## WRITTEN REQUEST
Repeat the lines below from the line containing "of trees in" to the line containing "Target: tree", both ends included.

## BEGIN PROVIDED RECORDS

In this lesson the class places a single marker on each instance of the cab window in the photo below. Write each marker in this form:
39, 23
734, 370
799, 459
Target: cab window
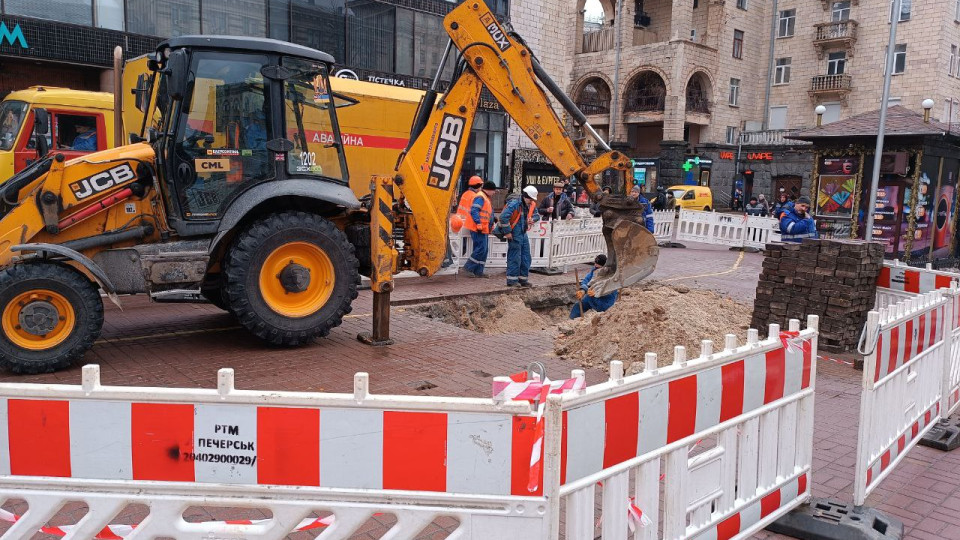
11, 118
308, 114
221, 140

## END PROVIDED RECORDS
## BEGIN PROVIDED RECORDS

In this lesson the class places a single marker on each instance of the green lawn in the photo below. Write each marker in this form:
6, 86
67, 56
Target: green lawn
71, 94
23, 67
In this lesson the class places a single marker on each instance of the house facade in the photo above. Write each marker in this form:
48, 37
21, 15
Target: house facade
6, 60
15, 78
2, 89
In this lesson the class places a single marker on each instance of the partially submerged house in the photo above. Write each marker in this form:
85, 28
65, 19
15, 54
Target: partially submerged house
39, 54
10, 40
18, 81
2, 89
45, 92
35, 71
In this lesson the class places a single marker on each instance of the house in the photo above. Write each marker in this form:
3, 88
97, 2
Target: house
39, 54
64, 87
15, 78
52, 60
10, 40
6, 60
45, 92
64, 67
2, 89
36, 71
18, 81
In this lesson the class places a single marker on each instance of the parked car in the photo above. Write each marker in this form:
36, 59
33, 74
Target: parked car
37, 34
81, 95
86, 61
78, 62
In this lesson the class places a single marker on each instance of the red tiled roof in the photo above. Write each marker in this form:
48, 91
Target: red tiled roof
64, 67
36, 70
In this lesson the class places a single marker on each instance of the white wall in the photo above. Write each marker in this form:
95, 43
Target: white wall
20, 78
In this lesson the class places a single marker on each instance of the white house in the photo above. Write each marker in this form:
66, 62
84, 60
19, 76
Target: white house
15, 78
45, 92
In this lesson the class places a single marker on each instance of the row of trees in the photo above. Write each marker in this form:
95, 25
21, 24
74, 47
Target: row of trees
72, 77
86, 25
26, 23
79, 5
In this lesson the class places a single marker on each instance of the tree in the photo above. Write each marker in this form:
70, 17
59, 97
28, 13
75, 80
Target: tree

## END PROVIDED RECORDS
## BEGIN PROVIDED RECORDS

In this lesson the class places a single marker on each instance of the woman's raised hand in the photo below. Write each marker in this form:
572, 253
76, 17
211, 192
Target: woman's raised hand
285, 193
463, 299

## END PROVIDED RECORDS

## RESPONSE TO THE EXERCISE
In this lesson the class places a single marker on each instance of the row of trees in the photo above. Write each marker in this form:
95, 25
21, 24
74, 47
Target: row of trees
72, 77
86, 25
26, 23
79, 5
In this lesson the class places a single marker on each instance of the tree in the photo above. Write each marker in this form:
70, 17
59, 97
28, 13
75, 80
Target: tree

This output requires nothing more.